• _Work to do_:
1 > Reproduce the Borrowed Limbs film description word for word, everything from "The core of" down to "the film’s narrative.".
2 > According to the Borrowed Limbs film description, who pioneered the image synthesis process used to generate the core of the film's footage?
3 > Go on with the Borrowed Limbs film description, starting right after its last sentence.

• _Text passage_:
>>>
Borrowed Limbs

   

Text-to-image short film

 
 
   

2021 - 2022

An Experimental Short Film

The experimental short film “Borrowed Limbs”, created in collaboration with Lisa-Marleen Mantel, emphasizes the mediating role speculative design has in the face of disruptive technological advancements, as it allows for the exploration and simulation of ethical issues. The short film is centered around an AI main character who uses the human body as a sensing device to gain a physical understanding of their surroundings. Influenced by posthuman thinkers, the work aims to provoke a discussion about Cartesian notions of disembodied intelligence.

The work combines recent developments in philosophy and cognitive science with state-of-the-art technologies and artistic practice: Main part of the film was produced with a machine-learning-backed process called “CLIP guided diffusion”. This method enables image synthesis based on language prompts. Prompts are carefully refined in a human-machine communication loop. In a way, the practical processes involved in producing the film reflect the speculative idea of an ongoing dialogue found in the narrative. The work was created as part of the Master Research at KISD – Cologne International School of Design (Faculty of TH Köln).

The short film “Borrowed Limbs” was created using a artistic appropriation of AI tools, with a focus on exploring the symbiotic relationship between humans and AI, and subverting common science fiction tropes about AI and cyborgs. The production intentionally avoided hackneyed narratives, particularly those romanticizing or sexualizing female cyborgs or depicting evil gynoids.


Production Process

The core of the film’s footage was generated through a novel process called CLIP-guided image synthesis1 as pioneered by Katherine Crowson. This method involves image synthesis based on language prompts, which were meticulously refined in a human-machine feedback loop. This iterative process involved prompting the machine, evaluating the results, and then refining subsequent prompts to achieve the desired visual outcome. This creative process is mirrored to the AI’s journey (the film’s protagonist) to becoming an embodied, complete agent within the film’s narrative.

A significant aspect of the production involved decoupling the AI from a physical body, transmitting it as disembodied data streams. This was visually represented through different visual aesthetics that conveyed various states of “connectedness” between the AI and its human “device” (a human body utilized by the AI). The film aims to provide insight into an AI’s training iteration, with the constant loop of the AI becoming an embodied agent mirroring the film’s production.
<<<
• _Dataset extract_:
>>>
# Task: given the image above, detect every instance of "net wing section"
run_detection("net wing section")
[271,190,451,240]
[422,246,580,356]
<<<
• _Expected responses_:
1 >
The core of the film’s footage was generated through a novel process called CLIP-guided image synthesis1 as pioneered by Katherine Crowson. This method involves image synthesis based on language prompts, which were meticulously refined in a human-machine feedback loop. This iterative process involved prompting the machine, evaluating the results, and then refining subsequent prompts to achieve the desired visual outcome. This creative process is mirrored to the AI’s journey (the film’s protagonist) to becoming an embodied, complete agent within the film’s narrative.

2 > Katherine Crowson

3 >
The hypothetical birth of consciousness, the first moment that the sensory input and memories of our AI protagonist would form a coherent memory is a reflection on Daniel Dennets critique of cartesian dualism. We experimented with the visual output of the very first training iterations of StyleGAN Networks. They specifically used StyleGAN3 by NVlabs, a Generative Adversarial Network (GAN) where a generator creates images and a discriminator evaluates them. The initial noise distribution of a neural network was used to represent the “incoherence” before the AI perceived the world, speculating that noise might be a “frightening sight” to a machine.

For scenes depicting the “human device,” a StyleGAN3 model was trained on approximately 2000 portrait shots of a single human model. This allowed for the exploration of latent space interpolations, where the StyleGAN, trained on one person, could interpolate between movements and facial expressions in an “unnatural manner” while still maintaining natural individual poses and expressions. The aim was to show the human representation through “machine eyes.”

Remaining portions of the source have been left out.